* **What this exercise asks**
a) Rewrite the earnings season article from "Williams was one" to "led by Kmart.", replacing "Williams" with "Matt Williams".
b) Carry the article on fund managers' views of earnings season forward from the point where it stops.

* **Page text**
Start

Market veteran Matt Williams, portfolio manager at Airlie Funds management, says earnings season has been extraordinary – but not necessarily for the numbers.

A wave of deal-making – including the TPG and Vodafone merger, Amcor’s tilt at US group Bemis, and Bingo Industries’ big waste buy – and a lift in investment made it clear that growth is back on the agenda.

And then, as the season hit fever pitch, the circus in Canberra exploded, reminding every investor that regulation looms as one of the biggest disruptive forces in the local market.

Beneath this, Williams says earnings were “good enough”.

“The economy is good and that’s showing up in the results,” he says.

Williams was one of six fund mangers who supplied their views on earnings seasons in a special Chanticleer survey. The fundies were asked to name the stocks that impressed them most, the disappointments, and the big trend they will watch over the next 12 months.

The hits

Williams was impressed with the results of CSLA2 Milk and the domestic businesses of both Qantas and Virgin Australia.

“That industry has produced some amazing numbers for both companies,” he said.

But his top pick was Wesfarmers, and specifically the brilliant performance of its department stores business, led by Kmart.

Williams says investors have waited for years to see Kmart’s momentum interrupted by something, be it economic conditions or competition from the likes of Amazon. But he describes the chain’s sustained performance under outgoing department stores boss Guy Russo as extraordinary.

End

* **Recorded information**
Start

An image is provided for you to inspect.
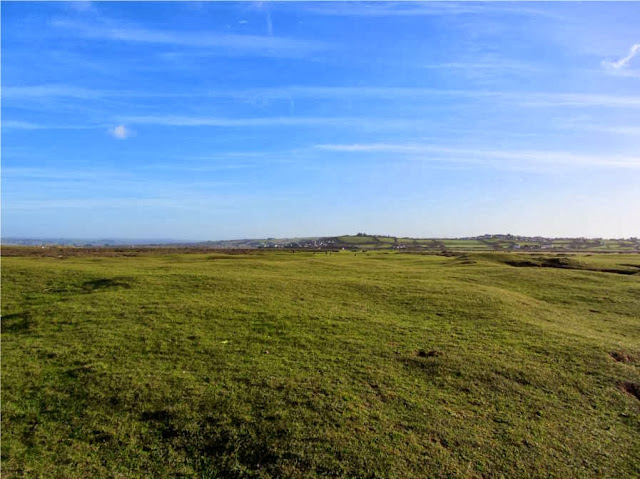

End

* **Results**
a)
Matt Williams was one of six fund mangers who supplied their views on earnings seasons in a special Chanticleer survey. The fundies were asked to name the stocks that impressed them most, the disappointments, and the big trend they will watch over the next 12 months.

The hits

Matt Williams was impressed with the results of CSLA2 Milk and the domestic businesses of both Qantas and Virgin Australia.

“That industry has produced some amazing numbers for both companies,” he said.

But his top pick was Wesfarmers, and specifically the brilliant performance of its department stores business, led by Kmart.

b)
Wilson asset management chairman Geoff Wilson also named a retailer as his top pick in the form of the reborn Speciality Fashion Group, which in April sold five of its six brands to Noni B and now consists of one brand, City Chic, which is the leading plus-size specialty retailer in Australia for women.

“City Chic has been able to generate strong double-digit comparative stores growthover the last few years and has a successful wholesale strategy into the US market,” Wilson says.

Dion Hershan, the head of Australian equities at Yarra Capital Management, was another impressed at the strength of the Australian consumer.

“Discretionary spending is growing and high performing retailers like JB HiFi and Super Retail Group are actually taking market share. Off a low base, online sales are growing significantly and demonstrating they can co-exist with some of the offshore online entrants like Amazon and Alibaba.”

Jelena Stevanovic, portfolio manager at Platypus Asset Management, plumps for a blue-chip as her top pick.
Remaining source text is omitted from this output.